> [Objective] Copy the lines starting at the one that contains "In this exercise you will find the grass" and ending at the one that contains "Target: grass patch", replacing "grass patch" with "lawn area" and changing nothing else. Give only those lines.
>> Begin
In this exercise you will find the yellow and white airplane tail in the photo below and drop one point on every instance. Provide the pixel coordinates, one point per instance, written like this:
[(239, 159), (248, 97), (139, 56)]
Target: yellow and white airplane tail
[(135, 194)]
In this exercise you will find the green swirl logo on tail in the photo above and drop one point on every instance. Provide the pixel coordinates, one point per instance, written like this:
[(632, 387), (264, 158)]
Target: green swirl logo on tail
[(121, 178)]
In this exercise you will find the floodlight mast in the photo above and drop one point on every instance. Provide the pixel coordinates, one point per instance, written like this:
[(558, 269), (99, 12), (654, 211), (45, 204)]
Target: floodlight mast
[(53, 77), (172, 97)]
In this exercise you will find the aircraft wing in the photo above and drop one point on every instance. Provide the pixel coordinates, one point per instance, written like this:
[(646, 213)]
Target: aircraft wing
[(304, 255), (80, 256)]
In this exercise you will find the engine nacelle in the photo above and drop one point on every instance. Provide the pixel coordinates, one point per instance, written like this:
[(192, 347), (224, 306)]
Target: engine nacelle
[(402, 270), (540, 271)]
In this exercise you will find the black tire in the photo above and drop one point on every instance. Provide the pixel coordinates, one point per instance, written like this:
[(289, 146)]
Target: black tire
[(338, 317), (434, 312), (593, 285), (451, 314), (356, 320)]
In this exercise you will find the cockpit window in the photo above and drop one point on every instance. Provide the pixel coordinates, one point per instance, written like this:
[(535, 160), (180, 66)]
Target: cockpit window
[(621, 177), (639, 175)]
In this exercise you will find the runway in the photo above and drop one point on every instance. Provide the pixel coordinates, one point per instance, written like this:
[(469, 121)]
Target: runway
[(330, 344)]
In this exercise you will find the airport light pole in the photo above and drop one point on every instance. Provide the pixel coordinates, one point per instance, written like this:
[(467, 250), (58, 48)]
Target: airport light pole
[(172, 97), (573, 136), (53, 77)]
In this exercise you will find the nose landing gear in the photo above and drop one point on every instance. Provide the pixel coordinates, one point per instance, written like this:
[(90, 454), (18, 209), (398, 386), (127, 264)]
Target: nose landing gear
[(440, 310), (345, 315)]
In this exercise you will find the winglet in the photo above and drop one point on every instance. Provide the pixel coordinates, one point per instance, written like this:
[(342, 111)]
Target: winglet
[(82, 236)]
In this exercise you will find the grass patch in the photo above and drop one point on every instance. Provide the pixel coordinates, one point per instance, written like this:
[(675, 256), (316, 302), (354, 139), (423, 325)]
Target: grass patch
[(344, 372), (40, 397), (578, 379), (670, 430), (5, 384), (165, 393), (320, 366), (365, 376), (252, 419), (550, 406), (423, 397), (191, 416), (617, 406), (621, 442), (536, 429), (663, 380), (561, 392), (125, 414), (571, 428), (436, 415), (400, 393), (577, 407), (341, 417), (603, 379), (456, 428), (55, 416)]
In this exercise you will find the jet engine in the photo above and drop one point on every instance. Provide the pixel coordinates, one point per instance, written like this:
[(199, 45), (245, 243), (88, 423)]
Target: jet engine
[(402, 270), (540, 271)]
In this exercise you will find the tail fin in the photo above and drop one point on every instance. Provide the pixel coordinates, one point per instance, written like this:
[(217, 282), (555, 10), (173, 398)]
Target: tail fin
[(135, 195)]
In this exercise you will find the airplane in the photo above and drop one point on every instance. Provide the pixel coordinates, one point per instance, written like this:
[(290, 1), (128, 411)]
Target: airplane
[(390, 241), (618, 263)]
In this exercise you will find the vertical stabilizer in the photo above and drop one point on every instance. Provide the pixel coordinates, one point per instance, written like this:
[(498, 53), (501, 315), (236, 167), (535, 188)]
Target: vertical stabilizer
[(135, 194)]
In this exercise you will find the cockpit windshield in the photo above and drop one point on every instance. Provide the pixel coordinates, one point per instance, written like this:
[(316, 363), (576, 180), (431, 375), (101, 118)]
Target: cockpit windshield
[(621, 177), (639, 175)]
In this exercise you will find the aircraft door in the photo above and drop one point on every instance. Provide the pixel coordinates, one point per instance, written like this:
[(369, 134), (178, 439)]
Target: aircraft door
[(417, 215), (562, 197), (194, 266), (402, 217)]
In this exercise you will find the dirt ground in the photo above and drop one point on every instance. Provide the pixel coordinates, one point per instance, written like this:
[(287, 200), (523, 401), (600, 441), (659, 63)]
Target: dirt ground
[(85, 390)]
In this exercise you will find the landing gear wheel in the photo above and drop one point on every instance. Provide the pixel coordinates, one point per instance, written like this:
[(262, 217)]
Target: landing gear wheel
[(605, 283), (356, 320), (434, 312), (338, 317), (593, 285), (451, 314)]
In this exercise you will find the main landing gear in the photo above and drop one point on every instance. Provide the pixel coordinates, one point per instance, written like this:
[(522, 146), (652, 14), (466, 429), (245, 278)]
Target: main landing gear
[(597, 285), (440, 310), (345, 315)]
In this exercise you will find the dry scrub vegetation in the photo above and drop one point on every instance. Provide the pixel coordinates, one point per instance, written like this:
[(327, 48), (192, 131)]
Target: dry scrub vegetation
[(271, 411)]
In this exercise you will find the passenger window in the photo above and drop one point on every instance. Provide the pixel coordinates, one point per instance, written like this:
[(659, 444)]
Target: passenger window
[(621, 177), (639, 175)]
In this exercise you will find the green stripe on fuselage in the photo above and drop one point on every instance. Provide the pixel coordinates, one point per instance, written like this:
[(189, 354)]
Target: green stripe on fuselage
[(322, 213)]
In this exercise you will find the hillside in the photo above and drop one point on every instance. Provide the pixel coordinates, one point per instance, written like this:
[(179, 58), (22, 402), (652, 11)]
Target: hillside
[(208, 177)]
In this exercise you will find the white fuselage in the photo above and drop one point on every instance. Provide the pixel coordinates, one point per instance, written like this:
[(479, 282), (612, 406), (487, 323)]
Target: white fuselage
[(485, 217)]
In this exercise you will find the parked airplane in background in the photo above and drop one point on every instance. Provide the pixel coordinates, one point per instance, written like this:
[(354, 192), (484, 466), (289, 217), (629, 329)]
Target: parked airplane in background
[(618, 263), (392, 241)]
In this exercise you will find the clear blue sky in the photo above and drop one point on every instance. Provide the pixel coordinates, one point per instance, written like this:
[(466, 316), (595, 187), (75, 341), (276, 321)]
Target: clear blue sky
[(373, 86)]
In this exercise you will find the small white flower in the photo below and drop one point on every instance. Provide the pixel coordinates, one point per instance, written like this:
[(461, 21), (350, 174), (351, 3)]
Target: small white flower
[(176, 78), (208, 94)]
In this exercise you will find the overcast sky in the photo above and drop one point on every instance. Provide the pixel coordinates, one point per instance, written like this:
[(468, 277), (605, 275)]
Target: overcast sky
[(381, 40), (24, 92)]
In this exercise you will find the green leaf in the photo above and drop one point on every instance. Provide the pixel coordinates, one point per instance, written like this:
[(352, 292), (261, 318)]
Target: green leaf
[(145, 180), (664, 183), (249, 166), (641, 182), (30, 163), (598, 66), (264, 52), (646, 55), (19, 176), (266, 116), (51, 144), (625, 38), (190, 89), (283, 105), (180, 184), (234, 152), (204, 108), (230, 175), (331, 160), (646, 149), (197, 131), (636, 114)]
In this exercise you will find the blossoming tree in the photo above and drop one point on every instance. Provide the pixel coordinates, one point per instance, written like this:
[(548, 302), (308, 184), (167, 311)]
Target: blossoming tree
>> End
> [Solution to this problem]
In this exercise you will find the lawn area in the photo above and drop one point on every instance. Provide the pixel coordinates, one point per instance, written like this:
[(675, 256), (316, 302), (354, 139), (423, 325)]
Target: lawn area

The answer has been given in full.